→ **Instructions**:
(a) In the article on Connacht rugby, swap "biggest threat" for "greatest danger" and write out the section starting at "Nobody in Connacht" and ending at "Connacht professional team.".
(b) Name every person mentioned in the article on Connacht rugby.

Passage for review: Begin

Connacht’s march on the IRFU offices in 2003 to save their team is well documented but they came closer to going out of business just seven years ago. By then, the IRFU and the province both had enough of seemingly endless losing runs, budgetary issues and growing despair. But a sports consultant from Cork, employed by both parties to see if there was any future, spotted a glimmer of hope. Seven years later, Connacht were PRO 12 champions, the first trophy in their 131-year history.
Nobody in Connacht had ever heard of Morgan Buckley when he arrived at the Sportsground late in 2008, with the future of the province’s professional side in his hands.
But chief executive Gerry Kelly and others in the loop knew that this was the biggest threat ever to the Connacht professional team.
It’s presumed by most supporters that the closest Connacht came to being disbanded was in 2003 but, in fact, the biggest threat came six years later. On that occasion, a march to the IRFU headquarters or any other kind of protest would probably not have saved the province’s professional team.
The endless cycle of losing matches and losing money had taken as much toll on those in Connacht as it had on the IRFU. The union kept funding Connacht but couldn’t see any return from what seemed to be a bottomless pit.
Connacht’s contention was that it wasn’t being funded enough for it to go out and make money. Supporters wouldn’t come to see a team that was not winning and in order for them to win, funding was needed to invest in players. It was a vicious circle but as the economic downturn hit, both parties had endured enough. Something needed to be done, once and for all.
Both the IRFU and Connacht went into the procedure with the genuine intention of finding a solution, but there were some within the union hoping that this would be the process which would finally see the demise of Connacht, while there were several people running the game in the province who could not see themselves surviving a forensic investigation.
The examination went on for several months. Players, coaches, staff and officers were interviewed; accounts were scrutinised, minutes of meetings examined, stakeholders interviewed, facilities audited, while the IRFU input was also thoroughly checked. Every aspect of Connacht was looked at.
The lengthy report detailed all of this but, essentially, it came down to two things. Connacht financially, in terms of return on investment, was a disaster, and in most other business environments would be closed. However, as regards rugby potential, there was a glimmer of hope. A potential gem had been spotted and the man who played God with Connacht, Morgan Buckley, recommended that this be given a chance and that life be breathed into it.
Buckley is from Cork and still lives in Kinsale.
He now works for World Rugby as its development general manager, travelling all over the world developing and implementing rugby programmes in 130 member unions.
But, for over a decade and a half, before he took up his current position in 2010, Buckley was one of the most influential people in Irish sport.
Operating under the radar with a low profile, he carried out extensive work for the Irish Sports Council, delving into as many as 70 sports, while the IRFU made extensive use of his talents in all four provinces and nationally in the domestic and professional games.
Buckley graduated as a physiotherapist from Trinity College before moving to New Zealand, where he did a Masters in sports management in the early 1990s and then worked in their domestic sports industry for several years. He worked with Steve Tew, the current New Zealand rugby chief executive when Tew was in the sports council there. Buckley’s work with a sports management company included projects in Australia in the lead up to the 2000 Olympics, but in 1996, he came back to Ireland and helped John Treacy with the strategy which led to the formation of the Irish Sports Council.

Passage for review: End
Entries provided: Begin

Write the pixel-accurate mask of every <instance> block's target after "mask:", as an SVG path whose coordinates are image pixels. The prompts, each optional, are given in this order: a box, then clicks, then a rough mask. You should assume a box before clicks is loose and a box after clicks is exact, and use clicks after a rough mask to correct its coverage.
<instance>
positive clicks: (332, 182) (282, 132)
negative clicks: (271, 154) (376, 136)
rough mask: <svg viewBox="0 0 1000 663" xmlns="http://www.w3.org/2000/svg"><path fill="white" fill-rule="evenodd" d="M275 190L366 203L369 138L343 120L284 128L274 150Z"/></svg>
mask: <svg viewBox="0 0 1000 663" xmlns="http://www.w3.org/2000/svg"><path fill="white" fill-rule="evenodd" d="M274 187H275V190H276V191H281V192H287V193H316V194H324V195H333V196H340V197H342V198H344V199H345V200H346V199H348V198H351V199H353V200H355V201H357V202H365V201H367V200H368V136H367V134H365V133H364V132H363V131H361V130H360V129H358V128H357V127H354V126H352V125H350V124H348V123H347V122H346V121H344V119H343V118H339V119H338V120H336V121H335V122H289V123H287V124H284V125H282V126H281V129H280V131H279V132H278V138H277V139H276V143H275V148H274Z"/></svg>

Entries provided: End

→ **Responses by item number**:
(a)
Nobody in Connacht had ever heard of Morgan Buckley when he arrived at the Sportsground late in 2008, with the future of the province’s professional side in his hands.
But chief executive Gerry Kelly and others in the loop knew that this was the greatest danger ever to the Connacht professional team.

(b)
Morgan Buckley
Gerry Kelly
Steve Tew
John Treacy